**EXTRACTED TEXT:**

— Start —

Contemplating Cortes

(To read El Gringo Feo’s Costa Rica Diary from the beginning, start here.)

Thursday, September 27

Pineapple in progress here at PurUvita.

As I hunker down to let my ankle heal and attempt to spit out The Book, there hasn’t been a lot to report. So updates are becoming less frequent.

I have about 20,000 words written and spent about 6-8 hours both today and yesterday writing away. More accurately, perhaps, I’ve been rewriting, editing and researching. Themes are becoming clearer and characters are growing more well-rounded. The Scrivener software I mentioned the other day has proven invaluable. I still have a long way to go, but I’m up above the trees now, getting a sense of the forest.

The ankle continues its slow progress. It’s a struggle to stay off it instead of testing it, but I’m sticking to the former. I sat in the bar area last night and watched a drenching rain, punctuated with considerable trueno and relámpago. After waiting about 90 minutes for a break so I could walk to the Treehouse, I gave up and got drenched. The rain continued until well after I went to sleep, though today we were rewarded with a cool, breezy respite filled with sunshine.

— End —

**RECORDED DATA:**
— Start —

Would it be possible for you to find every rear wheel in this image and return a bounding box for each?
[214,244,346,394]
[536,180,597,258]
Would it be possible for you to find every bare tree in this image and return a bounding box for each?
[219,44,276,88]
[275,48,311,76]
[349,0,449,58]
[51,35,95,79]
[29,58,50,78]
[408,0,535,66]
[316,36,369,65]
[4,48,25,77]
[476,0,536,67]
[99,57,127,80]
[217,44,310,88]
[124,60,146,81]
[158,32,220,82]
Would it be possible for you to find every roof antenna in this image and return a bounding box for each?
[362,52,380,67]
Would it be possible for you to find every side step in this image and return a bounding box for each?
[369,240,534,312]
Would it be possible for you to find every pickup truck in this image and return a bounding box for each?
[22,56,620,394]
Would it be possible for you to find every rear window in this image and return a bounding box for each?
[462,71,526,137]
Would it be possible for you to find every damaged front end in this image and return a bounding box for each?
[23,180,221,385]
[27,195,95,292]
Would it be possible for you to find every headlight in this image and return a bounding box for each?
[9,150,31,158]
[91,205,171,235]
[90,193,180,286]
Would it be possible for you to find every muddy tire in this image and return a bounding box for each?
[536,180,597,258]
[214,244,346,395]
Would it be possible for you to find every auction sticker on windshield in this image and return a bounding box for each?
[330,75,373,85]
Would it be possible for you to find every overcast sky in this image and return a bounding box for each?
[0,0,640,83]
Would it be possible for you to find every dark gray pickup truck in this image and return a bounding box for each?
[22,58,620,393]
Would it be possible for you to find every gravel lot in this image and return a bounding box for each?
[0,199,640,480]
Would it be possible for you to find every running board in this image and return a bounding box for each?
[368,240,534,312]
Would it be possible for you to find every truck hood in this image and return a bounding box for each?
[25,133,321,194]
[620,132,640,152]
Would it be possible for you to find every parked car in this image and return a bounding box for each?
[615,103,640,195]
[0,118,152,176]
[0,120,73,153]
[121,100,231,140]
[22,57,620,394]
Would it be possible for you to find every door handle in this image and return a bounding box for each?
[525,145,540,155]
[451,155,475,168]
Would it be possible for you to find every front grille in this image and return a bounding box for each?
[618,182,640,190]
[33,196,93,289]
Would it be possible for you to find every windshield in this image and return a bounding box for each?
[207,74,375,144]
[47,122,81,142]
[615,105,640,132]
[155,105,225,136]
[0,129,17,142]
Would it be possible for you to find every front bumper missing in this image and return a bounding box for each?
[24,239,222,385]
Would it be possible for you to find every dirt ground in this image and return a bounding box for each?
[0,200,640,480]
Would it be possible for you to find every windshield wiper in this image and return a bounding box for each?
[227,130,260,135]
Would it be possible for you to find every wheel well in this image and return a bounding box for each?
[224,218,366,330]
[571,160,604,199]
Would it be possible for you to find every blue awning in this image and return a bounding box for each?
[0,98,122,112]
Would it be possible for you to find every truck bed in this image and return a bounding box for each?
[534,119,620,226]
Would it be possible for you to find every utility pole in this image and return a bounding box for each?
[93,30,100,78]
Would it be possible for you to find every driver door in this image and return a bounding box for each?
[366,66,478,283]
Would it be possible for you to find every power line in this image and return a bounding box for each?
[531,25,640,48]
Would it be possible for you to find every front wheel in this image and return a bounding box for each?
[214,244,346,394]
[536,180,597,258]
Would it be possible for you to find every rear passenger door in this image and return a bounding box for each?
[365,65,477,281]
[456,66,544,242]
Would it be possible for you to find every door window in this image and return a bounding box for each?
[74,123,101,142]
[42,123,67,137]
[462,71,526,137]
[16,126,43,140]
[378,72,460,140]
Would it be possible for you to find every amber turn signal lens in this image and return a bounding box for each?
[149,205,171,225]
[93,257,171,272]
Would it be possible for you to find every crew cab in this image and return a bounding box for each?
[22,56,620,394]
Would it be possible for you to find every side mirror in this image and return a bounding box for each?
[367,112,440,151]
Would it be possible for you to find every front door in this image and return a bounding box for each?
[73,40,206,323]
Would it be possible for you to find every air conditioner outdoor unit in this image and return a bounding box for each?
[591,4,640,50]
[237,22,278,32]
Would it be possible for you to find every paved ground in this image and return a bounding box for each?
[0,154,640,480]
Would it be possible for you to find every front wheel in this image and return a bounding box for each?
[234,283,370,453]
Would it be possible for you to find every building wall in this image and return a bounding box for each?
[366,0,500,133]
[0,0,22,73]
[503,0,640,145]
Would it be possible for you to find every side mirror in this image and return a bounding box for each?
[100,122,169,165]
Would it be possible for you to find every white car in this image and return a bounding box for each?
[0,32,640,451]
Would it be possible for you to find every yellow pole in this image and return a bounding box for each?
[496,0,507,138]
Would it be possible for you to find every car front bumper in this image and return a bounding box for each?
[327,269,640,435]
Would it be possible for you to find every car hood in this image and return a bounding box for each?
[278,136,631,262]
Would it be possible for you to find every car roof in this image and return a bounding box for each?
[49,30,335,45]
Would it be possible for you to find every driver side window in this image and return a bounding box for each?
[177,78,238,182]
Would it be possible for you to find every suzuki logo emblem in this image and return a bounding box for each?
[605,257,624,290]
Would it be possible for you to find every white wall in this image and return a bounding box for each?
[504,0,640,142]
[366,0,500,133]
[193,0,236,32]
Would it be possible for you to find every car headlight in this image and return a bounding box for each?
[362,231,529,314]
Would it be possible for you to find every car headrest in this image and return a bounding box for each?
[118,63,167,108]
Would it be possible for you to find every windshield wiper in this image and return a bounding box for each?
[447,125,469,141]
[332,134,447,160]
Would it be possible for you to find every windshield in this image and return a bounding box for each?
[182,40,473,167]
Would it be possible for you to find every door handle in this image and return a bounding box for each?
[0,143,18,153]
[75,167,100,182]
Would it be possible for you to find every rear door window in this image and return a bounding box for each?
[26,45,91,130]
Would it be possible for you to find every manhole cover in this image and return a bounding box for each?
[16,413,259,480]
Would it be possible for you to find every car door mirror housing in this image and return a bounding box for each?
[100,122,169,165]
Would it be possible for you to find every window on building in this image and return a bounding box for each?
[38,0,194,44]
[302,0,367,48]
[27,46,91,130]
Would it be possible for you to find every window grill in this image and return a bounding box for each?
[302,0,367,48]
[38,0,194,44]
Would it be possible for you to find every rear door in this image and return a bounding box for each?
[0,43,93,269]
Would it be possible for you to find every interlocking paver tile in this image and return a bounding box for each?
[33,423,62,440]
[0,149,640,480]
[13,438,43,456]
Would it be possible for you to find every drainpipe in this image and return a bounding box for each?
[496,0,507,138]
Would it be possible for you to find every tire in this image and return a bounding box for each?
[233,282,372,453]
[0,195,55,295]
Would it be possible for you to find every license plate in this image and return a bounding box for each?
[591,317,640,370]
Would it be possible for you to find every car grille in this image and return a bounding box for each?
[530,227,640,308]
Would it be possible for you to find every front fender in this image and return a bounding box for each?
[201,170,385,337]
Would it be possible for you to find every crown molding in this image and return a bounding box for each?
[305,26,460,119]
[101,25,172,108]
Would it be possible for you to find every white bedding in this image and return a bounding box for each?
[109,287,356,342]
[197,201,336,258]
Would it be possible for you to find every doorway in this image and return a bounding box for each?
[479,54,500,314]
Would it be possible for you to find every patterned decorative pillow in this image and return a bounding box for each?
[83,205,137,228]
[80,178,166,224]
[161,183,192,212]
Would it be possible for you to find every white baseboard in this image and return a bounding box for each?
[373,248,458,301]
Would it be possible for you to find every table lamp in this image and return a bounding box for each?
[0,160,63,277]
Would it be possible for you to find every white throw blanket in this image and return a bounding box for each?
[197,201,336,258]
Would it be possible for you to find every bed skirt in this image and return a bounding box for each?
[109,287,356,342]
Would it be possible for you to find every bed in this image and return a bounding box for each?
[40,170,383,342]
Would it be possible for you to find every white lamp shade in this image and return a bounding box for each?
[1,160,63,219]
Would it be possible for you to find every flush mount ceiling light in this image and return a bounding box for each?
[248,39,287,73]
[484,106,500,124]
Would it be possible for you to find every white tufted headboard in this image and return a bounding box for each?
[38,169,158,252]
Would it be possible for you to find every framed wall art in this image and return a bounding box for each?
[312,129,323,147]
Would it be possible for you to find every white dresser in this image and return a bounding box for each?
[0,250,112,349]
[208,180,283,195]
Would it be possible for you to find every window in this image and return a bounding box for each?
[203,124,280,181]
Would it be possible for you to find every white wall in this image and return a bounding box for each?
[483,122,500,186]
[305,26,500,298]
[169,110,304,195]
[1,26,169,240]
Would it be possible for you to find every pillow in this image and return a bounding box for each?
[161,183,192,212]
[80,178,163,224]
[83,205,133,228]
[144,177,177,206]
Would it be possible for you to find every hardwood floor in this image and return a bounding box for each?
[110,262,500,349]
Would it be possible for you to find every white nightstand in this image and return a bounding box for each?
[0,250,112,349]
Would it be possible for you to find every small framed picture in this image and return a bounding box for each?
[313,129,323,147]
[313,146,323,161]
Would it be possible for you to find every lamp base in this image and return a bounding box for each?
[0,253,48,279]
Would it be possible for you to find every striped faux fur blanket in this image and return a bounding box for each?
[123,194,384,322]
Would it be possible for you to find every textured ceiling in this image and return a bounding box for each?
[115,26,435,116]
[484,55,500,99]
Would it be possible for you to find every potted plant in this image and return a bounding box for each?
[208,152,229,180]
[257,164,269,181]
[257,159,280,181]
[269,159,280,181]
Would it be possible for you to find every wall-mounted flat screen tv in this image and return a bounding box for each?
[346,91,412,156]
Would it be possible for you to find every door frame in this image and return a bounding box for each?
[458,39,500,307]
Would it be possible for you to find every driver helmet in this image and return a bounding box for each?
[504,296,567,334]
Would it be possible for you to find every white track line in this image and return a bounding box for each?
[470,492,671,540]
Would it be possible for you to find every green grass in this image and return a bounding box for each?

— End —

Continue the Costa Rica diary entry, picking up right after its last sentence about the sunny respite.

Tomorrow I’ll give Yair the taxi driver a shout and get a ride into town for food and prescription refills. It’s hard to believe that I’ll be heading to the States a week from Monday for a business meeting, returning here the following Saturday. From there, it’s just a few more weeks until Lara visits and then we return home together. I’m now in my sixth week in Costa Rica, and even with the mangled ankle, I have no regrets. This has been a phenomenal experience, and I can’t honestly recall I time I was more productive.

I launched into another book yesterday, Matthew Restall’s When Montezuma Met Cortes: The True Story of the Meeting that Changed History. It’s a fascinating attempt to dispel what he calls the “mythistory” of the meeting between Cortes and Montezuma and the Spanish conquest of the Aztec empire. In short, he’s arguing, with extensive evidence, that Cortes was not the godlike conquerer of a leader who cowered at the sight of his galleons, guns and horses. Quite the opposite, he claims Montezuma toyed with Cortes, luring him to Tenochtitlan to study him almost as if he and his crew were zoo animals. Restall also notes that Cortes was not the mastermind warrior history remembers him as, reminding the reader time and again that the winners, in this instance, Cortes, control the historical narrative. In reality, Cortes was a barely competent Spanish commander, one of many vying for power and prestige in the New World. His real gift was his persuasive powers and his duplicity. The Spaniards spent almost as much time undermining and fighting among themselves in the early stages of the conquest as they did fighting native peoples. And the initial meeting, which has been portrayed as a surrender by Montezuma, was no such thing and that Montezuma wasn’t subjugated until after the actual war broke out, which was more than 200 days after Cortes, his men and members of the Triple Alliance entered the Aztec capital.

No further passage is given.